■ Gezeigter Text ■
^^^^

# Haare schwarz färben



## NRGyzer (7. April 2004)

Hey!

Ich bin nicht so der Profi im Photoshop, aber ich würde gerne bei einem Bild die Haare einer Person (original sind die Blond/Dunkelblond) schwarz färben. habe schon die Techniken ausprobiert wie sie in diesem Thread beschrieben sind, jedoch werden die Haare so nicht schwarz sondern Grau.

Auch ja und sie sollten natürlich nicht komplett schwarz sein sondern schon noch natürlich aussehen, also die Reflexe und so sollten sichtbar sein.

Das ist doch sicher möglich oder?


----------



## Senfdose (7. April 2004)

HUHU!

Haare am Objekt freistellen mit Lasso oder Magnetischen Lassowerkzeug>
Maskieren Modus dann> Gaußscher Weichzeichner >Maskieren Modus aufheben,
dann mit  der Gradationskurve oä. färben (Auswahl sollte erhalten bleiben)

viel Spass beim üben !


----------



## NRGyzer (7. April 2004)

Hmm, gibts da keine einfachere Möglichkeit? Denn wenn ich die Haare einzeln auswählen muss brauch ich ja Jahre dazu? *gg* naja aber wenns nicht anders geht wird mir ja nichts übrigbleiben als es so zu machen.


----------



## Michael Och (7. April 2004)

Nicht jedes Haar einzenl sondern alle Haare auf einmal. 

MfG Michael


----------



## NRGyzer (7. April 2004)

> _Original geschrieben von Michael Och _
> *Nicht jedes Haar einzenl sondern alle Haare auf einmal. *



Ja das ist mir schon klar... aber markieren muss ich ja trotzdem alle. Und wenn einzelne Haare wegstehen und so, dann ist es ja nicht gerade einfach die Haare exakt zu markieren... das hab ich gemeint!


----------



## pReya (7. April 2004)

Naja, von einem blond auf schwarze Haare zu kommen ist recht schwer...

^^^^

Material aus einer Datenquelle
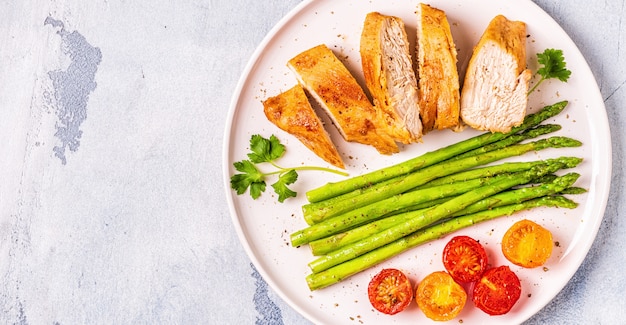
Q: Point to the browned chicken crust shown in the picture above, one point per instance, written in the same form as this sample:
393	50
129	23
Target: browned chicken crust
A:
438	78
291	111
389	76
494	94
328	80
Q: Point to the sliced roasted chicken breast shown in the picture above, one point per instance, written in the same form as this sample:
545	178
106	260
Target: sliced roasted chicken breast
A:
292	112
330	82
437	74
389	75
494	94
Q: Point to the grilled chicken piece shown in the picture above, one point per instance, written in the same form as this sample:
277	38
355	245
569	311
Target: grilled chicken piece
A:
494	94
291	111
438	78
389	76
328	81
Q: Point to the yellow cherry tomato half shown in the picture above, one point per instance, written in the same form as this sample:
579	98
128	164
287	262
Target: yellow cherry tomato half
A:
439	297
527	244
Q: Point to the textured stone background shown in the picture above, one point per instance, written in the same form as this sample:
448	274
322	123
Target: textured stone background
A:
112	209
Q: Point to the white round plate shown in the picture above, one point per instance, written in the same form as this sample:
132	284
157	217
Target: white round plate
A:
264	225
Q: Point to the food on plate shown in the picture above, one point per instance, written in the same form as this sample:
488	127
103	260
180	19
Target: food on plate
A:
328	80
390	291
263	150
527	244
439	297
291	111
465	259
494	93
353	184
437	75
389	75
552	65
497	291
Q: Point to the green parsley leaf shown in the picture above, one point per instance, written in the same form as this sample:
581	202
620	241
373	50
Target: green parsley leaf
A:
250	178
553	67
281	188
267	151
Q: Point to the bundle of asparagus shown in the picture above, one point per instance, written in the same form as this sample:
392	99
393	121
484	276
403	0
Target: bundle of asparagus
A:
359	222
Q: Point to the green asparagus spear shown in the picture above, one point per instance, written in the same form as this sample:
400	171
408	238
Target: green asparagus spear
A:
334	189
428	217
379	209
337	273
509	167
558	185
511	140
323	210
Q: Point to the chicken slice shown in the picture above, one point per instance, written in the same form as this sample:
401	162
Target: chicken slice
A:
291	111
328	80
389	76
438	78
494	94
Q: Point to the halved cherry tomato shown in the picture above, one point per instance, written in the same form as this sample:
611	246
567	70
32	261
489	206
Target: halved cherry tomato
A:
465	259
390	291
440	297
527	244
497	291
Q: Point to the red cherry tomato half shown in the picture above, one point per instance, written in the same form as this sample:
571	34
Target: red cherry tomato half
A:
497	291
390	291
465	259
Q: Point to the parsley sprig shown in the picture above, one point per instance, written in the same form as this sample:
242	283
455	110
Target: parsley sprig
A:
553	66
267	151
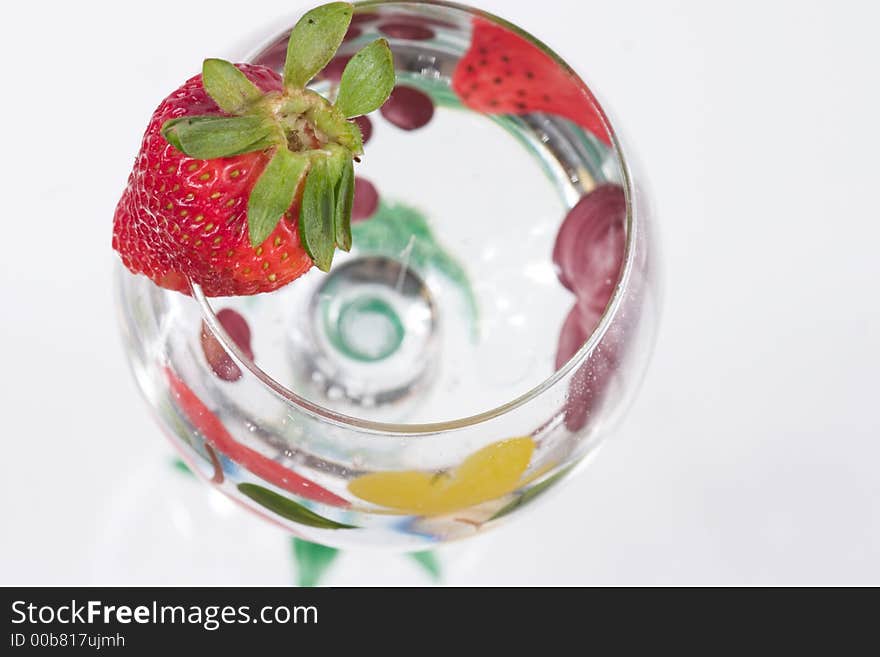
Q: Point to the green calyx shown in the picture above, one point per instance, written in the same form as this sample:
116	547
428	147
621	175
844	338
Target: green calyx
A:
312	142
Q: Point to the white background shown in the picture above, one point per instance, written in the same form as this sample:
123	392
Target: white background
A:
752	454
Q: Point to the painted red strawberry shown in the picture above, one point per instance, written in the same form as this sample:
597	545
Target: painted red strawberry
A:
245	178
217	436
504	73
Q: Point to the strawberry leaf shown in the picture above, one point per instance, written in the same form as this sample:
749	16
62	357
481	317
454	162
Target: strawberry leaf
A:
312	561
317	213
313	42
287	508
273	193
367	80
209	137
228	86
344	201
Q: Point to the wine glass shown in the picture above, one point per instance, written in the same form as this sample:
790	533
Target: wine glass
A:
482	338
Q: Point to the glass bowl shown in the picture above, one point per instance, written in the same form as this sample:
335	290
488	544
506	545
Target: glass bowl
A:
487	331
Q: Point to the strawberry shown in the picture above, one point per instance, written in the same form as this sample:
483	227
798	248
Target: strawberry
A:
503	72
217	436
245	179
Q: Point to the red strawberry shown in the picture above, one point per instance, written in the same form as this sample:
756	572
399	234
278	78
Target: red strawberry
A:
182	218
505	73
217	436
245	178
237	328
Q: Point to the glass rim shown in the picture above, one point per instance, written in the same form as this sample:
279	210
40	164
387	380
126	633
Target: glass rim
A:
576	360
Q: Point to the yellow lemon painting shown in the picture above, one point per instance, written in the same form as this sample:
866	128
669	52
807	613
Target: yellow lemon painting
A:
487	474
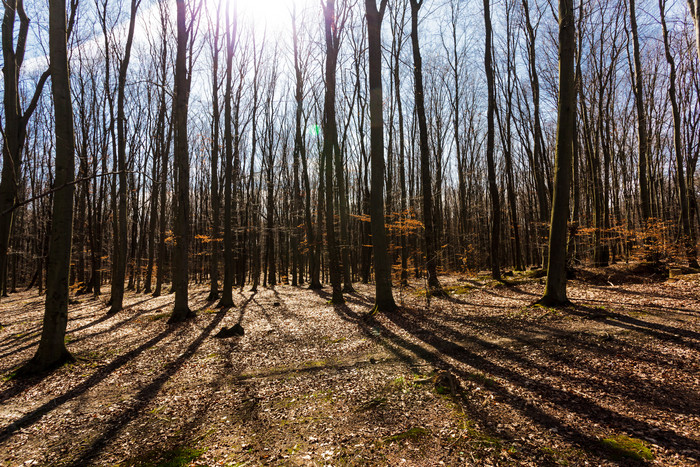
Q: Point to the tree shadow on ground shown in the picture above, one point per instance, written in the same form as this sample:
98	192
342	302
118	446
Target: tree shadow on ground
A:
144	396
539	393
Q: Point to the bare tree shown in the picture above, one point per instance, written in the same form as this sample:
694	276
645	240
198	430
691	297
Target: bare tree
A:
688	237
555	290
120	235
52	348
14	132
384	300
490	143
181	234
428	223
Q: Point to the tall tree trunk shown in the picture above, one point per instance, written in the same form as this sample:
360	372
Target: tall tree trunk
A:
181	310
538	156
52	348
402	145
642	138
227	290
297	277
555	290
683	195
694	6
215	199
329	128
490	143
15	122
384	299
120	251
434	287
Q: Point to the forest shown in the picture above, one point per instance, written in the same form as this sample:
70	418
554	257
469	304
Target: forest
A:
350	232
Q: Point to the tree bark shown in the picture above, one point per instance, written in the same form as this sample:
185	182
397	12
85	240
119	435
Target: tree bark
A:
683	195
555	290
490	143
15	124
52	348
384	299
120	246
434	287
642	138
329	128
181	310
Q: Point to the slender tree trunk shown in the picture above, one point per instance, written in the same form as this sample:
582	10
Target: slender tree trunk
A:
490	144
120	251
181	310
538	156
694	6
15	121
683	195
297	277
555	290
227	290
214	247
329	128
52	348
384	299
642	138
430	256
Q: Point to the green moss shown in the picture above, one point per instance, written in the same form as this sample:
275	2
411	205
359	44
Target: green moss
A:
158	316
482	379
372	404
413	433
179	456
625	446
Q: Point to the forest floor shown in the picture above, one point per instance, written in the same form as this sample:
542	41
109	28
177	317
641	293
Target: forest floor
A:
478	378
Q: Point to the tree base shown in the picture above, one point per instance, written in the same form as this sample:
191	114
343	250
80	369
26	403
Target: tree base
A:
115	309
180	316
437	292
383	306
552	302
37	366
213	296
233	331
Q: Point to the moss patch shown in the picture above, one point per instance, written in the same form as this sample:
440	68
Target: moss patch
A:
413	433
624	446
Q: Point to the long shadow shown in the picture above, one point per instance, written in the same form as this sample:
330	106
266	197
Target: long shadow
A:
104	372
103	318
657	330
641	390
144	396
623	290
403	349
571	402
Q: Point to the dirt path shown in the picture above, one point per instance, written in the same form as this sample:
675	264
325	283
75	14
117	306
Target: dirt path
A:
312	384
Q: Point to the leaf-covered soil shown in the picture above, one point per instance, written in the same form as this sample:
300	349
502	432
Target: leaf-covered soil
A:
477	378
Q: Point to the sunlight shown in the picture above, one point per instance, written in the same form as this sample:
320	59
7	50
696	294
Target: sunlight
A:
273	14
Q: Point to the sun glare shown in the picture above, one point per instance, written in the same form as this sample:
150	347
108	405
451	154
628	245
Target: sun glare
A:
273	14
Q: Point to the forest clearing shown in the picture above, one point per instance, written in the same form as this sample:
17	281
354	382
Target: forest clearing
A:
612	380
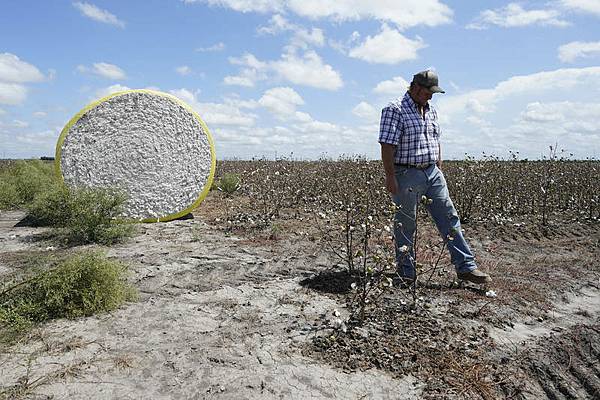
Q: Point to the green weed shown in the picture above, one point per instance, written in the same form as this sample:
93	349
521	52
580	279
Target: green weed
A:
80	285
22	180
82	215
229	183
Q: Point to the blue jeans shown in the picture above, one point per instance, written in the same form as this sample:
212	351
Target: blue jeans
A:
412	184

^^^^

■ Übungsaufgaben ■
- 1) Welche Farbe nahmen die Haare laut dem Forenthread bei den bereits ausprobierten Techniken an, statt schwarz zu werden?
- 2) Gib bitte einen Abschnitt aus dem Forenthread wortgetreu wieder, beginnend bei "Das ist doch" und endend bei "sollte erhalten bleiben)".

■ Lösungen der Aufgaben ■
- 1) Sie wurden grau statt schwarz.

- 2)
Das ist doch sicher möglich oder?


----------



## Senfdose (7. April 2004)

HUHU!

Haare am Objekt freistellen mit Lasso oder Magnetischen Lassowerkzeug>
Maskieren Modus dann> Gaußscher Weichzeichner >Maskieren Modus aufheben,
dann mit  der Gradationskurve oä. färben (Auswahl sollte erhalten bleiben)